▶ _Selected text_:
※ ※ ※

To the Reader:

I heard this young lady speak at the USCC Youth Spring Festival May 21, 2016. The moment she said her first words, she held the audience spell bound.

Her message can apply to just about every Religion and or Church as there are difficulties for Youth to understand what the Adult has accepted over the years. Sometimes without questioning in the way Natasha has.

She travelled many paths to come to these conclusions.

One has to read carefully and think about what she says in this speech.

by Natasha Jmieff

Hi everyone. My name is Natasha Jmieff, and I’m going to talk to you about my perspective on the Doukhobor life concept. Over the years, I’ve read a lot of history and done a lot of soul-searching—I’ll tell you about some of that in a minute—and I’ve come up with five ideas that I think are at the core of this culture. They’re ideas that Doukhobors have lived by for the last two hundred years, but that doesn’t make them outdated—in fact, it makes them more necessary than ever, and some of them are becoming mainstream and being talked about everywhere.
So, here are the five ideas:
We are all part of God.
We honour the spirit of God in each other.
We are pacifists.
We are communitarians.
Together, we can change the world.
Before I go on to explain these ideas, I want to tell you about my own spiritual journey, and how I came to be standing here on stage today. As glad as I am to have all of you for an audience, in some ways, this speech is meant to reach the people who aren’t here, who aren’t participating—because for years, I was one of them.
In 1975, the year I was born, my parents joined the Slocan Valley Choir—which you’ll see behind me as soon as the curtain opens. I grew up going to choir with them, sitting on a little carpet in the corner of Slocan Park hall with my toys and colouring books, or else playing—and fighting a little—with the other kids outside.

※ ※ ※

▶ _Data provided_:
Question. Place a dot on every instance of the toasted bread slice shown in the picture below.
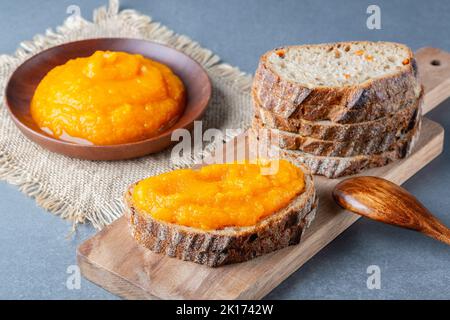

※ ※ ※

▶ _Tasks to carry out_:
- A) For the speech on the Doukhobor life concept, say whether each statement agrees with the text, answering yes or no and quoting the words that decide it.
(i) The speaker's parents joined the Slocan Valley Choir in the year she was born.
(ii) The introducer heard the speech at a festival held in 2015.
(iii) The speaker considers the Doukhobor ideas outdated because of their age.
- B) Answer these questions about the speech on the Doukhobor life concept:
(i) How many ideas does the speaker place at the core of the culture?
(ii) For how many years have Doukhobors lived by these ideas, according to the speaker?
(iii) Where did the speaker sit as a child while going to choir?
- C) List every core idea of Doukhobor culture that the speaker names in the speech on the Doukhobor life concept.
The material is not needed.

▶ _Replies_:
- A)
(i) Yes: "In 1975, the year I was born, my parents joined the Slocan Valley Choir"
(ii) No: "I heard this young lady speak at the USCC Youth Spring Festival May 21, 2016."
(iii) No: "but that doesn’t make them outdated—in fact, it makes them more necessary than ever"

- B)
(i) Five.
(ii) Two hundred years.
(iii) On a little carpet in the corner of Slocan Park hall.

- C)
We are all part of God.
We honour the spirit of God in each other.
We are pacifists.
We are communitarians.
Together, we can change the world.